[Natural-language object grounding data]
━━━━

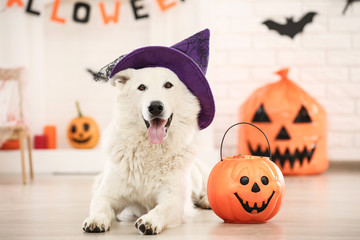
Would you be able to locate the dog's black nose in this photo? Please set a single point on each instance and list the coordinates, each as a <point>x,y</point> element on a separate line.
<point>156,108</point>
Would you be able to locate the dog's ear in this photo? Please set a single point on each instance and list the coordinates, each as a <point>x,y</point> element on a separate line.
<point>121,77</point>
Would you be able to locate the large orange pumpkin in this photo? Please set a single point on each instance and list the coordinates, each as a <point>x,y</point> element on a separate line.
<point>294,122</point>
<point>246,189</point>
<point>83,132</point>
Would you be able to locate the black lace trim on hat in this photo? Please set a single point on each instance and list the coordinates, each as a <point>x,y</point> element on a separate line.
<point>200,44</point>
<point>104,73</point>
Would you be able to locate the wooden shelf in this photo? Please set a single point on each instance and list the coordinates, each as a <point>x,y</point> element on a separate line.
<point>66,161</point>
<point>72,161</point>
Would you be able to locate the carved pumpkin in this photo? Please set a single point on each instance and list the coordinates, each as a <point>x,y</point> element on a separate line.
<point>83,132</point>
<point>294,122</point>
<point>246,189</point>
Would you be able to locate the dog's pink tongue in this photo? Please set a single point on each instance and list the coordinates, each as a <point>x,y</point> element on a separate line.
<point>157,131</point>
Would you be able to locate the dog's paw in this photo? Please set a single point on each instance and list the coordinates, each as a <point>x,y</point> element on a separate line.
<point>96,224</point>
<point>148,225</point>
<point>203,202</point>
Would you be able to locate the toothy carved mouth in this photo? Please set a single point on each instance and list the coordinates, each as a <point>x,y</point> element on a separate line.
<point>255,208</point>
<point>81,141</point>
<point>286,156</point>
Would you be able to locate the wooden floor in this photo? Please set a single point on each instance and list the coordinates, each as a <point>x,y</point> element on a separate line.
<point>326,206</point>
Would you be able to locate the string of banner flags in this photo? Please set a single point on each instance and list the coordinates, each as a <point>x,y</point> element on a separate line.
<point>82,10</point>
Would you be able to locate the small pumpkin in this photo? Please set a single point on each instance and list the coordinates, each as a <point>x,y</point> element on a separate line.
<point>294,122</point>
<point>83,132</point>
<point>246,189</point>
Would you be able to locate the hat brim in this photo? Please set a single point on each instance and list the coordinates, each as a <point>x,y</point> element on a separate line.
<point>183,66</point>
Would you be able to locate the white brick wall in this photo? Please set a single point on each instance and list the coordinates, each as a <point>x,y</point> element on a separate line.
<point>324,60</point>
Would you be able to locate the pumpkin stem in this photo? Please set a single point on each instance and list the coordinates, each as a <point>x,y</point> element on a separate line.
<point>78,108</point>
<point>283,73</point>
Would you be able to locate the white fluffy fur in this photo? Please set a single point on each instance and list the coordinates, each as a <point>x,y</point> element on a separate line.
<point>160,182</point>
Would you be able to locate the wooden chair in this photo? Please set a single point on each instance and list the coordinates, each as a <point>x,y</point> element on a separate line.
<point>20,131</point>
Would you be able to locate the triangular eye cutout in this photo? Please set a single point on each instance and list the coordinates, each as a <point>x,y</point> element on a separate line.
<point>303,116</point>
<point>260,115</point>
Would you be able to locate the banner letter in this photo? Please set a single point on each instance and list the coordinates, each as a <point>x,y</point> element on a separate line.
<point>136,9</point>
<point>109,18</point>
<point>54,16</point>
<point>77,6</point>
<point>11,2</point>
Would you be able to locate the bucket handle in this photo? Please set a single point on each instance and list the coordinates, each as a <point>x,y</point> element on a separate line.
<point>222,141</point>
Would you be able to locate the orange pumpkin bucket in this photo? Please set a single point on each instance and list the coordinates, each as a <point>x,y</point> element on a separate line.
<point>294,122</point>
<point>83,132</point>
<point>245,188</point>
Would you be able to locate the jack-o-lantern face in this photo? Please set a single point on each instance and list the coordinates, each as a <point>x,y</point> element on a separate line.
<point>294,123</point>
<point>246,189</point>
<point>83,132</point>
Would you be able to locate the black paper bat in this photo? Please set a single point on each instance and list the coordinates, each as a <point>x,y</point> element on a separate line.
<point>290,28</point>
<point>347,5</point>
<point>96,74</point>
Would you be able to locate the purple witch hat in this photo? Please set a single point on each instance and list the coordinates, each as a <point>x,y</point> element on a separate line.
<point>188,59</point>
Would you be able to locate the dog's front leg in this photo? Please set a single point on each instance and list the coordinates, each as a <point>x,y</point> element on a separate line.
<point>102,214</point>
<point>167,212</point>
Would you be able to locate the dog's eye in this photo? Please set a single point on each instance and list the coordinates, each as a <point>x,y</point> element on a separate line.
<point>168,85</point>
<point>142,87</point>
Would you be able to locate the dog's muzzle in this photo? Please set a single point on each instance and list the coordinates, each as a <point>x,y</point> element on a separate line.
<point>158,129</point>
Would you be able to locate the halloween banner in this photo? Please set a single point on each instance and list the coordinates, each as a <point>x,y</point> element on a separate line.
<point>110,12</point>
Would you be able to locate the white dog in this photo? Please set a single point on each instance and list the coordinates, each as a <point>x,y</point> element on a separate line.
<point>151,152</point>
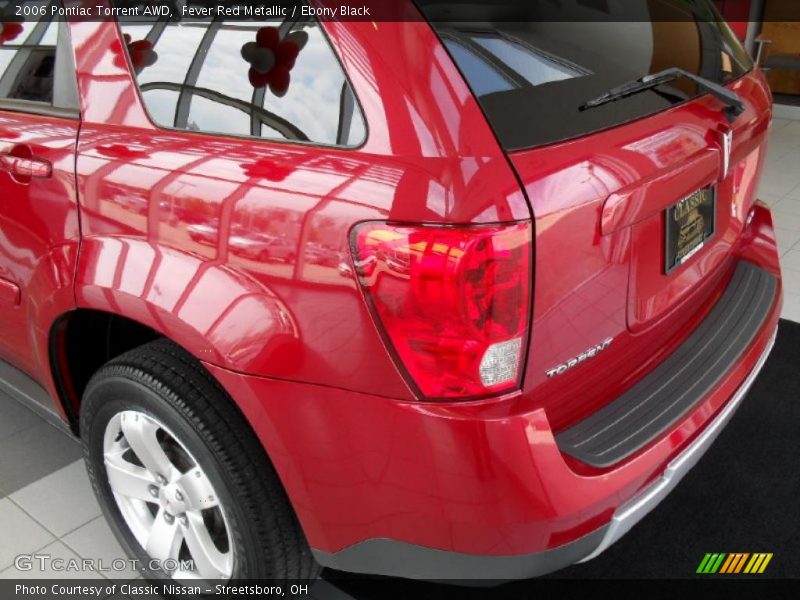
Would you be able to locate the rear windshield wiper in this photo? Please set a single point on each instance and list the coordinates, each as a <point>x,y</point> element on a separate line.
<point>733,103</point>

━━━━

## ACTIVITY
Pictures aside, repeat every line of the data above exactly.

## YOUR SOLUTION
Would you be able to locate the dog's black nose in this photo? Please set a single point on each instance and list the coordinates, each as a <point>x,y</point> element on a separate line.
<point>156,108</point>
Would you be able to locate the dog's ear in this photo? Please set a single point on each instance and list the coordinates, each as a <point>x,y</point> element on a separate line.
<point>121,77</point>
Would you be able to locate the large orange pumpkin in this photo? Please set a single point on each instance and list the coordinates, each as a <point>x,y</point> element on a separate line.
<point>294,122</point>
<point>246,189</point>
<point>83,132</point>
Would you be able to locate the black lace trim on hat in this photo? Please set a single point on each instance and list the coordinates, each as a <point>x,y</point> element on a separate line.
<point>200,44</point>
<point>104,73</point>
Would you be able to locate the wooden shelf in this photo? Please set a single point on each instance and list the coordinates, each as a <point>x,y</point> element on a separate line.
<point>66,161</point>
<point>72,161</point>
Would you be able to locate the carved pumpkin in this photo? Please set a single point on each instance and list the coordinates, each as a <point>x,y</point> element on a separate line.
<point>83,132</point>
<point>294,122</point>
<point>246,189</point>
Would you be able to locate the dog's pink tongue in this photo? Please set a single point on each instance and list the coordinates, each as a <point>x,y</point> element on a separate line.
<point>157,131</point>
Would you be able to locate the dog's paw in this photo? Please set a single point on each instance and list the coordinates, each as a <point>x,y</point> element on a separate line.
<point>96,224</point>
<point>148,225</point>
<point>203,202</point>
Would you be able to locate the toothy carved mouth in this photo? Please set a single point on each instance and list the coordinates, each as a <point>x,y</point> element on a separate line.
<point>255,208</point>
<point>81,141</point>
<point>286,156</point>
Would you be able to locate the wooden floor in this photo? Please set a single point on each instance and list the coordinates, each as a <point>x,y</point> element on a separate line.
<point>326,206</point>
Would you be able to locate the string of banner flags in this photo? Please set a single point on each instance and list the coordinates, each as a <point>x,y</point> element on a separate line.
<point>82,10</point>
Would you be able to locate the small pumpkin in this photo? Please set a single point on each instance and list the coordinates, each as a <point>x,y</point> element on a separate line.
<point>294,122</point>
<point>83,132</point>
<point>246,189</point>
Would you be able to locate the hat brim in this photo? Please set a single point on each instance and list the coordinates, each as a <point>x,y</point> element on a separate line.
<point>183,66</point>
Would you be able to locate the white brick wall in this photo? Please set a single point on each instance and list the coordinates, each as a <point>x,y</point> element on a separate line.
<point>324,60</point>
Would you be able to locate the pumpkin stem in this photo? Please set a single point on each instance and list the coordinates, each as a <point>x,y</point> element on a separate line.
<point>78,108</point>
<point>283,73</point>
Would you be able to locate the white fluffy fur in this photo? Please set a single point on each instance and list the coordinates, each as a <point>x,y</point> element on a separate line.
<point>160,182</point>
Would you be able to locate the wooden chair in this photo? Please set a single point on each instance and list the coordinates, each as a <point>x,y</point> element on a separate line.
<point>20,131</point>
Would you be able to locate the triangular eye cutout in this photo? Please set a single point on each instance and list the coordinates, each as a <point>x,y</point> element on a separate line.
<point>303,116</point>
<point>260,115</point>
Would you be able to locate the banner letter in this photo? Please set a single point on each instance and list the coordinates, each as a <point>x,y</point> element on a separate line.
<point>136,9</point>
<point>109,18</point>
<point>54,16</point>
<point>77,6</point>
<point>11,2</point>
Would you be able to locate the bucket handle in this photo? Please set a single point on each instance and list the coordinates, each as a <point>x,y</point> element on a separate line.
<point>222,141</point>
Would you be able to locate the orange pumpkin bucket in this photo? Please set a single point on each instance and list the coordinates, each as a <point>x,y</point> element on a separate line.
<point>294,122</point>
<point>83,132</point>
<point>245,188</point>
Would you be able to locate the jack-o-lantern face in this photo? Please set a single point on each instance and list the coordinates, each as a <point>x,y</point> element on a separate line.
<point>294,123</point>
<point>246,189</point>
<point>83,132</point>
Would you be able to locate the black paper bat in this photo? Please set a single point on each instance and list the coordinates, each as a <point>x,y</point> element on a separate line.
<point>290,28</point>
<point>347,5</point>
<point>96,74</point>
Would you be able to locate the purple witch hat in this photo? Please set a single point on each instance and list the coordinates, each as a <point>x,y</point> element on a separate line.
<point>188,59</point>
Would you be able to locate the dog's front leg in this photo? Please set a single point on each instance and list the coordinates, each as a <point>x,y</point> element on a separate line.
<point>102,214</point>
<point>167,212</point>
Would you be able to locate the dog's eye in this photo? Please set a single point on each instance and list the coordinates, each as a <point>x,y</point> element on a separate line.
<point>168,85</point>
<point>142,87</point>
Would you be able to locate the dog's muzzle in this photo? Please set a single point on each instance and list the coordinates, each as a <point>x,y</point> element on a separate line.
<point>158,129</point>
Would you be able to locate the halloween banner in this photo? Please set a single point on each instance and list the coordinates, each as a <point>x,y</point> element on a separate line.
<point>110,12</point>
Would you be able to locate the white dog in this photo? Please set a single point on each instance and list the coordinates, each as a <point>x,y</point> element on a separate line.
<point>151,152</point>
Would you be able to locate the rear windshield wiper in this photo? Please set a single point on each instance and list the coordinates, each as a <point>x,y</point> element on a separate line.
<point>733,103</point>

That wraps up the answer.